-- Begin Article --

Year of Stories Chapter 8 Part One:Cannons, Culture and the Clashing of Kings


By Gwen Sinclair

Referencing the archeological studies of the 80s and 90s1, our Chronicles of Castle Hill have now reached the period between 1449-1589. This chapter covers the earlier part of this period beginning around the early reign of King James II (1437-60), exploring his life, and later, those who went on to look after Dundonald Castle on behalf on his son, King James III (1460-.88).

In the morning light of perfect tranquility, it is every man’s stumble to imagine it otherwise.

By the mid 15th century, the traditional seat of Stewart power at Dundonald, together with rest of their lands, and the kingship of Scotland, had all now passed to King James II at the tender age of only 6 years old. This was the time when the Renaissance period was said to have begun its journey of roughly 3 more centuries where historical discourse finds mention of great thinkers, writers, scientists and artists, progressing from the presupposed time of medieval superstition, bloodshed and ignorance.

-- End Article --

__The problem__: According to the chapter on Dundonald Castle, at what age did King James II receive the kingship of Scotland?

-- Begin Data provided --

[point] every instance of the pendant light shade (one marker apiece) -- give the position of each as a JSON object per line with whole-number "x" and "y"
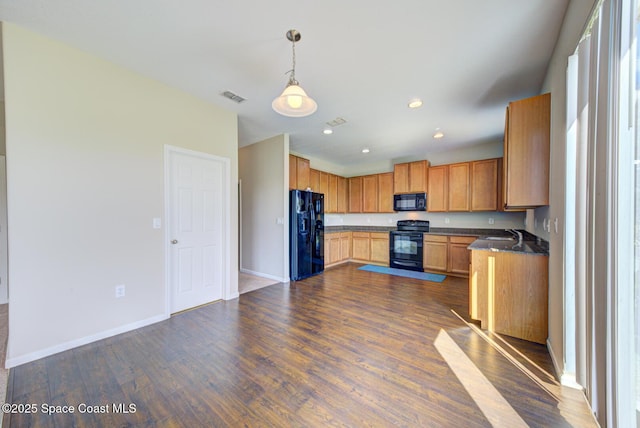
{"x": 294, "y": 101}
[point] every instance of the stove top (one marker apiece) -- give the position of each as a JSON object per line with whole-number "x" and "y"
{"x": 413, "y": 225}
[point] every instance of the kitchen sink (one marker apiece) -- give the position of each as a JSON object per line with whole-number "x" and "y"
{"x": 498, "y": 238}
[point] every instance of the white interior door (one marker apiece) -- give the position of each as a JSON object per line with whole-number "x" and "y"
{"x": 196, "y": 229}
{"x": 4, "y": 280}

-- End Data provided --
-- Begin Data provided --

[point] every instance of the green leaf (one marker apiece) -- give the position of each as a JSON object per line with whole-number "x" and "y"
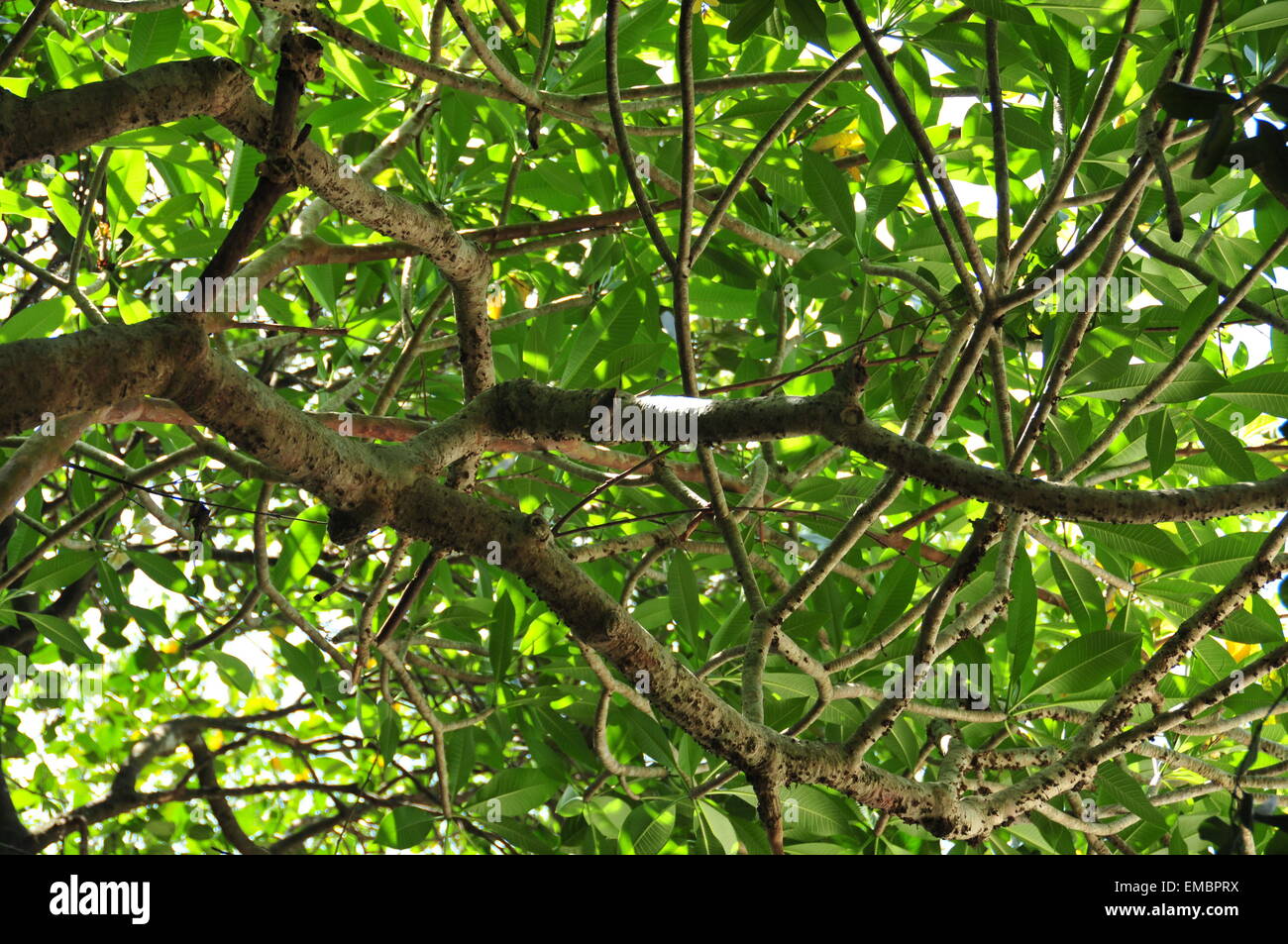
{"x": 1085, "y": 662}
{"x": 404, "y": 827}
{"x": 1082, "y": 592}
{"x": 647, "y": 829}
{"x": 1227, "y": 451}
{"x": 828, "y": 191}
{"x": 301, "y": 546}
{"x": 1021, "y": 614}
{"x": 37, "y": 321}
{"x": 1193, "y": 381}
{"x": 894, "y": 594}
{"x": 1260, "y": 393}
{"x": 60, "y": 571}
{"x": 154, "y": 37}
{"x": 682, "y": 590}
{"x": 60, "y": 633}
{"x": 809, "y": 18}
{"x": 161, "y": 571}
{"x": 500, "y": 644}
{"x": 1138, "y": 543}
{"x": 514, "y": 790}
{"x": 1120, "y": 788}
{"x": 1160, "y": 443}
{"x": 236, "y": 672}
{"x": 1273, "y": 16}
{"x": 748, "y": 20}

-- End Data provided --

__Exercise output__: Six years old.